* **DOCUMENT PASSAGE**:
-*-

Review
by Suzi Harvey
Astrological
Journal, May/June 1997
"We
imagine our destiny through the Sun, but we experience our destiny,
our being in life, through the Moon."
This
book, Volume VI, is one of the latest productions of the new CPA
Press. The price may seem high, but in fact once you read it you'll
conclude otherwise, not just because of the inner content but also
because this is a high quality, exquisitely produced hard-back
which won't fall apart when it has become a well-loved and often
thumbed-through favourite. The author of this book is a well-known
London- based astrologer and lecturer/seminar facilitator who has
been teaching for the Centre for Psychological Astrology and the
Faculty of Astrological Studies, not to mention many other international
venues, for many years. She is known for her widely-read, acutely
intelligent and inspirational style, and this book, a transcript
of two of her seminars, is eloquent testimony to her reputation.

-*-

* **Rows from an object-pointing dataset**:
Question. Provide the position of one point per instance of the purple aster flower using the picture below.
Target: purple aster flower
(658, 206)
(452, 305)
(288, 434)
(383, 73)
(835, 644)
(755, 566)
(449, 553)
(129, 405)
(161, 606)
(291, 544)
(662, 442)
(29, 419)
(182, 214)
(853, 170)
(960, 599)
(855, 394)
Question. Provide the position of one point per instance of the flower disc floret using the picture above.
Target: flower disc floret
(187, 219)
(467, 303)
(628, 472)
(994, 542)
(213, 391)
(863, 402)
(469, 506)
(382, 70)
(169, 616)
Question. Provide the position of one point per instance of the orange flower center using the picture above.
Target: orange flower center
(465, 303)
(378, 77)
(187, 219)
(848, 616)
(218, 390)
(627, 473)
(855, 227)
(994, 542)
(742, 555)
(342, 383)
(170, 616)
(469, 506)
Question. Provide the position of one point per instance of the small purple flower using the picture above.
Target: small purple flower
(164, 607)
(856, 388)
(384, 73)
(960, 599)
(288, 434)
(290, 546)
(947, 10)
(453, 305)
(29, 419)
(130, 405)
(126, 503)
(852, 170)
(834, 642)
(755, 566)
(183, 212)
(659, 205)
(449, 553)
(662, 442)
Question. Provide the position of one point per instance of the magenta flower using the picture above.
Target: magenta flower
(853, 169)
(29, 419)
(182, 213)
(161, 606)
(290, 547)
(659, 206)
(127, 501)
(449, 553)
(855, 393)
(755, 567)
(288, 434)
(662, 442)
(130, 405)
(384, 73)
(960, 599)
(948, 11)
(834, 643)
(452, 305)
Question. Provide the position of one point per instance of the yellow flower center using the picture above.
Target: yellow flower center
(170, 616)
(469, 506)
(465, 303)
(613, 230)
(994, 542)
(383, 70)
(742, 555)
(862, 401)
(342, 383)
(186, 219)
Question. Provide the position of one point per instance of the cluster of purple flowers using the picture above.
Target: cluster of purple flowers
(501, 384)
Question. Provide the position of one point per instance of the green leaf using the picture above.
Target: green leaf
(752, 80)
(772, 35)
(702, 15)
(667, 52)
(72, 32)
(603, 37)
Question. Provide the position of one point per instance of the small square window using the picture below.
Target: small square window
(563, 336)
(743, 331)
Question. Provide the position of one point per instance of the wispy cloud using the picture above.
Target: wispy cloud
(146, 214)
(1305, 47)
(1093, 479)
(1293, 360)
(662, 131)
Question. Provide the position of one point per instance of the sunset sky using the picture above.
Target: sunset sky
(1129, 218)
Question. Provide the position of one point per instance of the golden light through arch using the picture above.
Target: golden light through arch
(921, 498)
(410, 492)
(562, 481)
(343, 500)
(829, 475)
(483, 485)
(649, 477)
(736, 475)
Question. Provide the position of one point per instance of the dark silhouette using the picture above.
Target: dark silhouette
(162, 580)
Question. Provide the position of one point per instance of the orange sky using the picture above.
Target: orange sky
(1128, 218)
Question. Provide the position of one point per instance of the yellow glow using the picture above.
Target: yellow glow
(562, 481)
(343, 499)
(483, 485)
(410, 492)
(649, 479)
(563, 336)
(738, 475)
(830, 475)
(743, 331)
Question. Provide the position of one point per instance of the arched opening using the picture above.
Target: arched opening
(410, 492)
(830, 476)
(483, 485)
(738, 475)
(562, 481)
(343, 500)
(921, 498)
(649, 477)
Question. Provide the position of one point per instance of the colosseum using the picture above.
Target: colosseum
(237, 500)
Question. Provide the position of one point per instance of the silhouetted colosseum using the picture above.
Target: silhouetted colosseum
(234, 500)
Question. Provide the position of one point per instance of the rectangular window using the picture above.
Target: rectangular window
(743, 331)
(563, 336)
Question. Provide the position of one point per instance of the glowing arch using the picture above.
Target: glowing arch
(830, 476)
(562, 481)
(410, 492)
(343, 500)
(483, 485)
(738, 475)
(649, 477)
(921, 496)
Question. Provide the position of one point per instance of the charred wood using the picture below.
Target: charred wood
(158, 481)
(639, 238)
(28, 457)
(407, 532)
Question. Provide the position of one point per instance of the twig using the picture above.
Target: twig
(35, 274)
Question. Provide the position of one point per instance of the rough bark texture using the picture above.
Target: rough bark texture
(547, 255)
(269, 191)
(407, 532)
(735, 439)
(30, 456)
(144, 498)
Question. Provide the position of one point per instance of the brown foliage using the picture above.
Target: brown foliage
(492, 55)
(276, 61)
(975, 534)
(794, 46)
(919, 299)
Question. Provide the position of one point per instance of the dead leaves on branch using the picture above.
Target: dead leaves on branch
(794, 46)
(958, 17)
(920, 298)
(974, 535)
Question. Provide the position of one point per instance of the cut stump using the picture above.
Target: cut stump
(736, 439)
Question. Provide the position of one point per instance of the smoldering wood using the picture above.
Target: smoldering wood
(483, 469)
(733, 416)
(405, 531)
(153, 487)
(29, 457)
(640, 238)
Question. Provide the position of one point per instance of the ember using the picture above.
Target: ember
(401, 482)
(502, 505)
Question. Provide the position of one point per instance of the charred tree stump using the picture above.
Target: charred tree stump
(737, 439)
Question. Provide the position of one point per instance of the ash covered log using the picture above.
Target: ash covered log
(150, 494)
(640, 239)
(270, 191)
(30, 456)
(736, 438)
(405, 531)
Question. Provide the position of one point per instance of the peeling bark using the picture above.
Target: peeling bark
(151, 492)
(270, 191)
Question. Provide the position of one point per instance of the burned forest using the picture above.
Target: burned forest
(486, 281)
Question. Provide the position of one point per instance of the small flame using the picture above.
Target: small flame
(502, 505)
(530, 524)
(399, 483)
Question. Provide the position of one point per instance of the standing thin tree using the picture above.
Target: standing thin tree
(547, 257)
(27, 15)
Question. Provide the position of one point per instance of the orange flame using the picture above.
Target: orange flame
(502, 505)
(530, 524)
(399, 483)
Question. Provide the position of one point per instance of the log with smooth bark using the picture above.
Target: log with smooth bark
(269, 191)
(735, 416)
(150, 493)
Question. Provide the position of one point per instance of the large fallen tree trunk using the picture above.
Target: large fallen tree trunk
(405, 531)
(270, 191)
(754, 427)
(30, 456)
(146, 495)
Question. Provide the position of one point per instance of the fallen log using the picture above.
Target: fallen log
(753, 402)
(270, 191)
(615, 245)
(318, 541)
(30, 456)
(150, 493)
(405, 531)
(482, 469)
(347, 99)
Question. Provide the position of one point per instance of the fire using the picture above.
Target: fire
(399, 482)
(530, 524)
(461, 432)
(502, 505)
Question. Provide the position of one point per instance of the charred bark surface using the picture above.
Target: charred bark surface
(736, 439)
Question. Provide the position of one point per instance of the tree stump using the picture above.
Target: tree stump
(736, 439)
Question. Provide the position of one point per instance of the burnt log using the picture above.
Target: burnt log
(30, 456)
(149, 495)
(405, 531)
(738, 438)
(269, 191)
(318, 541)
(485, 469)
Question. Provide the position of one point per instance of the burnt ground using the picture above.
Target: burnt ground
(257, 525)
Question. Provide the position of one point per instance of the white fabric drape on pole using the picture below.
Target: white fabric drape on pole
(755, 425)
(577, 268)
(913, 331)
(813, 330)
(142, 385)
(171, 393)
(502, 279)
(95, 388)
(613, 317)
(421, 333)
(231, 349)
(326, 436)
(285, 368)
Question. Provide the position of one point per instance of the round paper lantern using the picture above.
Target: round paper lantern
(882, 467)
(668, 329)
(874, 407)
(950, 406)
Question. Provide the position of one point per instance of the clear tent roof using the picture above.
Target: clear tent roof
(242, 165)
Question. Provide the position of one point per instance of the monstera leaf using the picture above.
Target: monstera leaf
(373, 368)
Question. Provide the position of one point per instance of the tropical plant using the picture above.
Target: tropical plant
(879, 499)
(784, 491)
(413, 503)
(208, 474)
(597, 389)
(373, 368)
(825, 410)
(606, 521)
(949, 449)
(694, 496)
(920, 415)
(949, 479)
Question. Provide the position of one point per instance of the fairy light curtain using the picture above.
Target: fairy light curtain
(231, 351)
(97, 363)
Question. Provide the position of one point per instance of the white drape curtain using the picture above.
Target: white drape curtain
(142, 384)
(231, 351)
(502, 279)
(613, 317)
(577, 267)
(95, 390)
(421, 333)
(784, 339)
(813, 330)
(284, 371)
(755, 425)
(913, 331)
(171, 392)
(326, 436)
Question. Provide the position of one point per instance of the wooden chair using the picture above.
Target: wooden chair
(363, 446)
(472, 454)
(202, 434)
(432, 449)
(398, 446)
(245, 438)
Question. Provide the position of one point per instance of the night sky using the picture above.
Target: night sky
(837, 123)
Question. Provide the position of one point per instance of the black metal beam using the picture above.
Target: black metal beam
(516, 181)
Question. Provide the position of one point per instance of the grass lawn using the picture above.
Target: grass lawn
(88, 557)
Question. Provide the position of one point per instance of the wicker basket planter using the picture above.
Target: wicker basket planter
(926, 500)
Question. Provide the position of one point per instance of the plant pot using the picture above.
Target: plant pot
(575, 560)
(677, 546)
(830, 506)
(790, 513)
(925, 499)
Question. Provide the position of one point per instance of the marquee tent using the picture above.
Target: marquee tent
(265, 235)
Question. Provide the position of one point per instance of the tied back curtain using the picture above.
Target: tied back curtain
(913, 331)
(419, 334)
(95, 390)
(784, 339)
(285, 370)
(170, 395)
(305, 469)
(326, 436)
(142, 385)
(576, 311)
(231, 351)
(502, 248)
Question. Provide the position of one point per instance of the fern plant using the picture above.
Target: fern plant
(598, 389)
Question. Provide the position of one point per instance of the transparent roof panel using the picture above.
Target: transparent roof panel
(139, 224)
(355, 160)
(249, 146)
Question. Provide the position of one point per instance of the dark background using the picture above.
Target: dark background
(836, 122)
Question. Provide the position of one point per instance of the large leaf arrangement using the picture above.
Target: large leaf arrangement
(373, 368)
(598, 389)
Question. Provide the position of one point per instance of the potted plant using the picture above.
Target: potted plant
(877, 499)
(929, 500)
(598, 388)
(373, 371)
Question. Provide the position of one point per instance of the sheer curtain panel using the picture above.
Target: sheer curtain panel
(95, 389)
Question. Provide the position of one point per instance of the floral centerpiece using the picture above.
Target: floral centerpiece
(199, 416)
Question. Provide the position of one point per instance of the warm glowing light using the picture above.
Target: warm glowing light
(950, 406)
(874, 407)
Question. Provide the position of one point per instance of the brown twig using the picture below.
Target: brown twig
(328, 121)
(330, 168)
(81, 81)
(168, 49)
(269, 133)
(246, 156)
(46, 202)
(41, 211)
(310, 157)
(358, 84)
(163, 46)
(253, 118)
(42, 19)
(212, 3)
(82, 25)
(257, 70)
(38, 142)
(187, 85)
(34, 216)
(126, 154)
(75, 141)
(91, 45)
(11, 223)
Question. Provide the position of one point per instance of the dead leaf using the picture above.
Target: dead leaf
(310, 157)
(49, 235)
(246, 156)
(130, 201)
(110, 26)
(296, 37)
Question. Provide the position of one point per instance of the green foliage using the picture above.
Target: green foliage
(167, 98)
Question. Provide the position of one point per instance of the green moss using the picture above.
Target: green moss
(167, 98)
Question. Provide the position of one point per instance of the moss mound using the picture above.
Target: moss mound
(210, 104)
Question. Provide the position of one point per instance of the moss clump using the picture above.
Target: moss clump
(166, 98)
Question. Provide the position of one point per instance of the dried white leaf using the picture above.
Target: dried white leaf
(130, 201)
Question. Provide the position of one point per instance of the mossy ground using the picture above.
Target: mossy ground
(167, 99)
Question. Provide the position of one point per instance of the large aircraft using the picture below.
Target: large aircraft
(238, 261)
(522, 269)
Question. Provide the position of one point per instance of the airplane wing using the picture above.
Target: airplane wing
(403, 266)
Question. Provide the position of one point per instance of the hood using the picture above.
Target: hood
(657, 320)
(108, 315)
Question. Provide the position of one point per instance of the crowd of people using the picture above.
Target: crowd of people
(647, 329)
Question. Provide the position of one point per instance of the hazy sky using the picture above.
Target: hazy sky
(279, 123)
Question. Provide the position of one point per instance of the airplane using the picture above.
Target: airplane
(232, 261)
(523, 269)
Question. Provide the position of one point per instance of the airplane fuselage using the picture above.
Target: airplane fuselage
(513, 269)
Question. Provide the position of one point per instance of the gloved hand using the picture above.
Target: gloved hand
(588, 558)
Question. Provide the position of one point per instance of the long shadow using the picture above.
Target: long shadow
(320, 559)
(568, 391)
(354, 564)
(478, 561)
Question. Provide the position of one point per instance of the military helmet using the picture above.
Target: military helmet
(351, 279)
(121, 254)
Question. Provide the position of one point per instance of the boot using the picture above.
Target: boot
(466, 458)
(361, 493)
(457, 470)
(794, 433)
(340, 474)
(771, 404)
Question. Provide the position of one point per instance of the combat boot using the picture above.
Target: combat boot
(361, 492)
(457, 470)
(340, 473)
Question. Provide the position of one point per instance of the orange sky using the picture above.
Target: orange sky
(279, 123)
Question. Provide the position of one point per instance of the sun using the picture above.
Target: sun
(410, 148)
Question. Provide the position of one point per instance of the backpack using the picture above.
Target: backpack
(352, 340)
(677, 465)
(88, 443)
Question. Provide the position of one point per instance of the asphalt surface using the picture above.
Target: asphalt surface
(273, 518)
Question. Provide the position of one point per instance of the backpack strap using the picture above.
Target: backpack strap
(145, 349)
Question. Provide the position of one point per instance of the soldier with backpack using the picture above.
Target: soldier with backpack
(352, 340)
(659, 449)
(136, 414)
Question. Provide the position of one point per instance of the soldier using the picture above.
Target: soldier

-*-

* **WRITTEN REQUEST**: Pick up the review of the astrology book at its last sentence and continue writing it from there. The listing isn't needed for the task.

* **EXERCISE OUTPUT**:
There is enough lunar knowledge, insight and experience in these
pages to keep any astrology newcomer or experienced student going
for quite a while. And the reason for this is Darby's gift of mingling
a wide range of intellectual content with direct and spontaneous
interchange with her audience, the result of which is a highly
readable next-best-thing to being there. Thankfully for those who
cannot attend seminars, Darby's quadruple Geminian wit, wisdom,
and "warm thinking" (thinking from the heart) has now been
captured in print.
Part
One is entitled "The Moon as Source" and it explores the whole province
of the Moon's mythology, psychology, and physiology. The seminar
traversed a wide landscape: Lunar goddesses, the Moon and its connections
with body, mind, and the dead, the Moon as significator of the mother/child
bond, lunar and natural rhythms, the Moon in the elements, signs
and houses, lunar aspects, and lunar transits and progressions.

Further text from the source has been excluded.